→ **Requirement**: Can you format the stretch of material below, from its start through the line containing "M642 711L641 691L632", as a numbered list, leaving out any blank lines?

→ **Entries provided**:
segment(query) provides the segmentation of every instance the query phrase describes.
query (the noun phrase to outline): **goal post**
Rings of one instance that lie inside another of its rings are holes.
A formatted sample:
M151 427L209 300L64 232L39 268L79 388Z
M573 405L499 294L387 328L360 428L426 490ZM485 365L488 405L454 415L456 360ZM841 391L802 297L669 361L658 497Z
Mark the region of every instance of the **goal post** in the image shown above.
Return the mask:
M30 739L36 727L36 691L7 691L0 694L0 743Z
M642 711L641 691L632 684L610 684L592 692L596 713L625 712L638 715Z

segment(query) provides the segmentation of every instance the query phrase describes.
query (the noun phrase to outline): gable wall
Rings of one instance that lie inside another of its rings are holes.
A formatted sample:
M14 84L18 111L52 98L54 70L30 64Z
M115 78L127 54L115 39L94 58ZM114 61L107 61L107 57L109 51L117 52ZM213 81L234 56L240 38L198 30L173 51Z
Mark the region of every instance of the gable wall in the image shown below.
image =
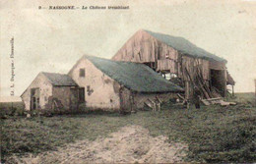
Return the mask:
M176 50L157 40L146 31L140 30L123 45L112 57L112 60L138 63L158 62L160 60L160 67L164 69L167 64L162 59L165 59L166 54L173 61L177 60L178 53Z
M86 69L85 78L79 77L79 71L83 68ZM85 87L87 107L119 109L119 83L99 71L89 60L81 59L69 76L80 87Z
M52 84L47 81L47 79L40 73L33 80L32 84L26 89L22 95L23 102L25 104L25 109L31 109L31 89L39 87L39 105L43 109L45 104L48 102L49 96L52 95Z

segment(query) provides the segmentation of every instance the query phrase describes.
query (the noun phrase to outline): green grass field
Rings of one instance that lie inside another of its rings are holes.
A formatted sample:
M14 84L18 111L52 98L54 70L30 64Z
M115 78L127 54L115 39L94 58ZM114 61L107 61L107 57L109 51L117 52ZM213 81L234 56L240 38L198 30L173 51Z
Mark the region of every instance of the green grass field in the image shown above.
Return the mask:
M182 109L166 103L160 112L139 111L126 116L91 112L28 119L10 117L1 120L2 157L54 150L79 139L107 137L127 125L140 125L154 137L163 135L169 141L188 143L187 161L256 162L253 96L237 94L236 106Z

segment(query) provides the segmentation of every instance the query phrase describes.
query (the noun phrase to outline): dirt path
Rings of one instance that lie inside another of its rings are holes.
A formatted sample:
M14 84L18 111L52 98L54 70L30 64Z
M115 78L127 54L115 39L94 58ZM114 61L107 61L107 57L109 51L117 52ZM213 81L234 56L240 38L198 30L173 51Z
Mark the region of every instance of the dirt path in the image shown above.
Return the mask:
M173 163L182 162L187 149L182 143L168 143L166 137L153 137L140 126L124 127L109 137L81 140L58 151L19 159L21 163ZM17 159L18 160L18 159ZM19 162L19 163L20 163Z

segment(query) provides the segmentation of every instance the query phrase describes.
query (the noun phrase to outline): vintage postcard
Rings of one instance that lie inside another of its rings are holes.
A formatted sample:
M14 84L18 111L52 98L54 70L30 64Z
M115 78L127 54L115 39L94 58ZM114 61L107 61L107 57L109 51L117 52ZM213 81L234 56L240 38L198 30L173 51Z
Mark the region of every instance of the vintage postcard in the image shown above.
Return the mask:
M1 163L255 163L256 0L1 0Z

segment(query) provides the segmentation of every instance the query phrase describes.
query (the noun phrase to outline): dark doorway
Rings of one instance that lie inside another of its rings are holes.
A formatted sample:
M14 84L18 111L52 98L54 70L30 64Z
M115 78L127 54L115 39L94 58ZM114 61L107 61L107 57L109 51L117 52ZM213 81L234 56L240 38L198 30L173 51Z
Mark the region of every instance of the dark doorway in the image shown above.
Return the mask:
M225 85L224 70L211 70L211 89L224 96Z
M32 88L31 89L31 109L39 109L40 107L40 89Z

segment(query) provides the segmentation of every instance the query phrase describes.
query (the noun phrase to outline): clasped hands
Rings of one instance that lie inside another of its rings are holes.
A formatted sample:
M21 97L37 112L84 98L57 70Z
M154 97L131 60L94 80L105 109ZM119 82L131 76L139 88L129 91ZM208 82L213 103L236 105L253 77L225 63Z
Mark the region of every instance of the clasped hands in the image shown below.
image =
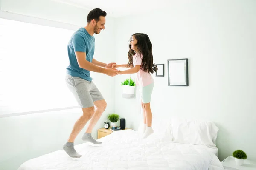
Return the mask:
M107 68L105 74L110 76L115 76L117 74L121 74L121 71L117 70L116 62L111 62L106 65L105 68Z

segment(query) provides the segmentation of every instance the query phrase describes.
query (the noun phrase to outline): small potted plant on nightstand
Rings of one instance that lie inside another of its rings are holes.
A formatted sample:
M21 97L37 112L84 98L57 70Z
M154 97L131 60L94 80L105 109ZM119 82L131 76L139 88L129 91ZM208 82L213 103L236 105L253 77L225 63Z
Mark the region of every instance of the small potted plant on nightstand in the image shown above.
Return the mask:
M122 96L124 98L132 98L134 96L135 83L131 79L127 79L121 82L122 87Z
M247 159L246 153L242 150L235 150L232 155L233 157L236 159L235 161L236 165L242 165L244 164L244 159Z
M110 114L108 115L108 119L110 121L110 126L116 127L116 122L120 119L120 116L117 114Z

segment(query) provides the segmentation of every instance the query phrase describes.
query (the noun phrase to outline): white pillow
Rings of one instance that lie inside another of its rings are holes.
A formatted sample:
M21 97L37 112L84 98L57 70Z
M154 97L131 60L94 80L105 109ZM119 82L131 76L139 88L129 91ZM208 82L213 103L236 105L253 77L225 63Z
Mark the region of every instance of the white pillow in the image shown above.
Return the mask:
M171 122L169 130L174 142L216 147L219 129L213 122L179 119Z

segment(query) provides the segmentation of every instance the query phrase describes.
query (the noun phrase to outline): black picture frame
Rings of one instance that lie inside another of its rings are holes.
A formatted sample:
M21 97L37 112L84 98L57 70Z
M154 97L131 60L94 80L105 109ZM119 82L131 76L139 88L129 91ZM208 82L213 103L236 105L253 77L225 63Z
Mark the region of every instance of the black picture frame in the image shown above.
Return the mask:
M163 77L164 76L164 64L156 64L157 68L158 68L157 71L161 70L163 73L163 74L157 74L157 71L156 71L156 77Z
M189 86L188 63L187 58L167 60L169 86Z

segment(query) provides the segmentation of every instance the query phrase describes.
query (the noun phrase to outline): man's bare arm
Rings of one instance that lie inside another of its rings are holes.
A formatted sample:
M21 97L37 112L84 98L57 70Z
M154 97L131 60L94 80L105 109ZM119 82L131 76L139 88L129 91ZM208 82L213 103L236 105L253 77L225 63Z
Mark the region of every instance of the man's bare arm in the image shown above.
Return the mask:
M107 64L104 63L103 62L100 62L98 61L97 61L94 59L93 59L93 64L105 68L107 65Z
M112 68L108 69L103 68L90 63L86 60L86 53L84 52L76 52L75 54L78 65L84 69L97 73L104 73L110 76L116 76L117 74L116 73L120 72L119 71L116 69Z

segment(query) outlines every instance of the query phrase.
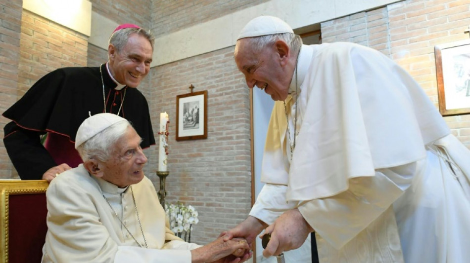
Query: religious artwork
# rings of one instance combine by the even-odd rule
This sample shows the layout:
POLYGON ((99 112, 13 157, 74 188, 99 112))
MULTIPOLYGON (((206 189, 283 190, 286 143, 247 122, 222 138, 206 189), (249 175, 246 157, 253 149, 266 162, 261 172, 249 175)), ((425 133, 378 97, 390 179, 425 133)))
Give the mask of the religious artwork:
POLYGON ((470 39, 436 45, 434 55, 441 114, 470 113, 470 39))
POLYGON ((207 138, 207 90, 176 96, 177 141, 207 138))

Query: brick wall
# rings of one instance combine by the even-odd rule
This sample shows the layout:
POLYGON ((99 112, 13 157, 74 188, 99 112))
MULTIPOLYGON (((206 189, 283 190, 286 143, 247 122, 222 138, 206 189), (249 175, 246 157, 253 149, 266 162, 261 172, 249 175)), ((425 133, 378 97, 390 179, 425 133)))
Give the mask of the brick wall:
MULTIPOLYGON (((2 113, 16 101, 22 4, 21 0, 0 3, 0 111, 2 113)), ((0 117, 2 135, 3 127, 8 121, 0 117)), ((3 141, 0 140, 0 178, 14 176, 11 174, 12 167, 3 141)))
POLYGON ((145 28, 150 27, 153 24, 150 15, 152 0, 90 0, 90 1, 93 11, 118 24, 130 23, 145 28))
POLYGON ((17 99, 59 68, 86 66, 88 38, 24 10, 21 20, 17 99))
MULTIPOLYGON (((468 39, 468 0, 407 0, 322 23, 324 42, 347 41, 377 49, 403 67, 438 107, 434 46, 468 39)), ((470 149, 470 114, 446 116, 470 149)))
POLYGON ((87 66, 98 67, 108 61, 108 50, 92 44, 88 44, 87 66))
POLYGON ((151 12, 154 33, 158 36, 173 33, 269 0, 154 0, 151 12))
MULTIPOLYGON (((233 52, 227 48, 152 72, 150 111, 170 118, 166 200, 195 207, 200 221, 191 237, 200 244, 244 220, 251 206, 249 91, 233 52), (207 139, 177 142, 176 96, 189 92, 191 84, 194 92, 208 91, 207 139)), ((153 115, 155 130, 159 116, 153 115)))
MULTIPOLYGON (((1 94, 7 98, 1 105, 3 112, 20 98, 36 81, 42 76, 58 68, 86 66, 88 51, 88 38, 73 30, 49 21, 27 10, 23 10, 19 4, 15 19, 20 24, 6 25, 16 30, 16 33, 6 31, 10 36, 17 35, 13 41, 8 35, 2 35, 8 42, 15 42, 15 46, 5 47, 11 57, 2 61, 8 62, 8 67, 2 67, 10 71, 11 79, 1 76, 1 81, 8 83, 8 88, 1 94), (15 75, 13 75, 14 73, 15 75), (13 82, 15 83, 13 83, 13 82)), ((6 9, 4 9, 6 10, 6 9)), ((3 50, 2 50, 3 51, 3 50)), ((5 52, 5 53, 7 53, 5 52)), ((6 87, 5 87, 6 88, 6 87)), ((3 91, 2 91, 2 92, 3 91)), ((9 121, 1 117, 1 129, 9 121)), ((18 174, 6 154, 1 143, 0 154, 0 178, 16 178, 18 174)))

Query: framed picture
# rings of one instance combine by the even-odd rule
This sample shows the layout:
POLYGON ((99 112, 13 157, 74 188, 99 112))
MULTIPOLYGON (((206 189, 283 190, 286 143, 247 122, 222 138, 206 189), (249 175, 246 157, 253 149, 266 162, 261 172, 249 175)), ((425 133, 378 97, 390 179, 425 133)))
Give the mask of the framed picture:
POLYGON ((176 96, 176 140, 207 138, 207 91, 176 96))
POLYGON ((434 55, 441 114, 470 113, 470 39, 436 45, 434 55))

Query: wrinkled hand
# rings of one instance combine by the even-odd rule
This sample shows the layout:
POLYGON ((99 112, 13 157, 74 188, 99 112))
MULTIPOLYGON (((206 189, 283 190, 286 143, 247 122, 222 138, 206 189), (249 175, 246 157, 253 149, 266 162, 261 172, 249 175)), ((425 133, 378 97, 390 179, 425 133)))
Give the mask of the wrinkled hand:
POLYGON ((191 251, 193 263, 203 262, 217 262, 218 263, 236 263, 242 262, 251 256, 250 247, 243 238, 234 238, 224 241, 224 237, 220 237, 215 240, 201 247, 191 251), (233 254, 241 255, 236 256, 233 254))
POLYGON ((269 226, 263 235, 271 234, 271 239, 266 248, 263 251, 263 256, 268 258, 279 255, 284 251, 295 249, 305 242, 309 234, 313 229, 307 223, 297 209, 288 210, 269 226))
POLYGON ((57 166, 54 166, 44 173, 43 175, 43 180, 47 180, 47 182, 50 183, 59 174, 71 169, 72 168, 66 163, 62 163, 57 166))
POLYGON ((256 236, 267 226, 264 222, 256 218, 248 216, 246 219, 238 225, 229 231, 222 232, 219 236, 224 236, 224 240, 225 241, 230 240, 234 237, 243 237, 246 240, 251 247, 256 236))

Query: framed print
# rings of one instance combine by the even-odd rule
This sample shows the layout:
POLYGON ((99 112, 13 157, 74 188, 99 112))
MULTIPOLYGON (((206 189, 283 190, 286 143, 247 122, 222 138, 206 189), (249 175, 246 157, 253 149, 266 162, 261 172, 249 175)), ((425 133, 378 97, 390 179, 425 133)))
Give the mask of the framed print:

→ **Answer to the problem**:
1. segment(query) provides the segmentation of every instance the query phrase describes.
2. query (the noun phrase to outline): **goal post**
3. Rings of one instance that lie inside another of its rings are holes.
4. A formatted sample:
5. M151 427L209 300L64 232L39 268L79 388Z
6. M573 405L499 294L387 328L360 428L426 490ZM485 365L488 405L454 415L456 360ZM841 391L802 297L669 361L658 497Z
7. Mark the region of every instance of the **goal post** in the image shown above.
8. Return the mask:
9. M30 739L36 727L36 691L7 691L0 694L0 743Z
10. M642 711L641 691L632 684L610 684L592 692L596 713L625 712L638 715Z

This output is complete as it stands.